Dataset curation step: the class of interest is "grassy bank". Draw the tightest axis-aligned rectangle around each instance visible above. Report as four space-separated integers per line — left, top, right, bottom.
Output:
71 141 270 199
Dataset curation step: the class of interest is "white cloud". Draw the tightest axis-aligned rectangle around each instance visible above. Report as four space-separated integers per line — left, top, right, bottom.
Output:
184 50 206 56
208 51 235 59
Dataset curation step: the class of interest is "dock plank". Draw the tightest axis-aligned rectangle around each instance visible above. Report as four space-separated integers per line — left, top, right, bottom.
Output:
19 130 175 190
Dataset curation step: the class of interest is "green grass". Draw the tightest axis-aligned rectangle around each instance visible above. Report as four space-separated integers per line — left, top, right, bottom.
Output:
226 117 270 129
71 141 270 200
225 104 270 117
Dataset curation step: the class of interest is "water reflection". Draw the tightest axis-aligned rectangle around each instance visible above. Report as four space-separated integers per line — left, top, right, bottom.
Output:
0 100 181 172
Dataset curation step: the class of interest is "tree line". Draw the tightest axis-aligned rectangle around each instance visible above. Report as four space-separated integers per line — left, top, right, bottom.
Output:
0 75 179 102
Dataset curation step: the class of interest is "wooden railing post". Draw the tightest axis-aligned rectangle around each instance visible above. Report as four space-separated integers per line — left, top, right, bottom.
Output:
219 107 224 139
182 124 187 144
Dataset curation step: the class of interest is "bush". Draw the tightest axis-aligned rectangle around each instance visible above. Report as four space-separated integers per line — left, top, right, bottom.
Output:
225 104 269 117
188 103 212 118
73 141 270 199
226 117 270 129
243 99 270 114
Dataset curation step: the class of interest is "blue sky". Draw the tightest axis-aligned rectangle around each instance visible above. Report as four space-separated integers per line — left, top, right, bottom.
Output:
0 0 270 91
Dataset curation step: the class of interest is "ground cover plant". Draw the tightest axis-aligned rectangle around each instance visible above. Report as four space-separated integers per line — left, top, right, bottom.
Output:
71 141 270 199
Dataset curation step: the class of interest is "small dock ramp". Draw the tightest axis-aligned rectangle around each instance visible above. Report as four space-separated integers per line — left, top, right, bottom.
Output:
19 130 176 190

▸ **Given exercise**:
Scale the box coordinates in the answers by 1.4, rounding each to a whole number with halves going up. Then write out every line from the first line of the items to the line with "19 130 175 190", both included, with the requests left unchanged.

▸ **Task answer**:
Dataset curation step: the class of interest is "grassy bank". Draw the tightest axis-aligned rectangle around each instance visible above. Report as four space-separated integers per line — left, top, right, bottom.
Output:
99 197 378 279
Dataset curation step: the class of interest is "white cloud". Draw the tightest axis-aligned rectangle around each instance visible above. Report as four space-separated integers per line — left, top, right, bottom.
Output:
258 70 288 78
291 71 329 83
Dataset curation step: the class of interest is "dock plank". Draw the tightest axis-aligned rectangle around each instance visible above. Report as four space-separated integers per line — left, top, right, bottom.
Output:
27 182 245 266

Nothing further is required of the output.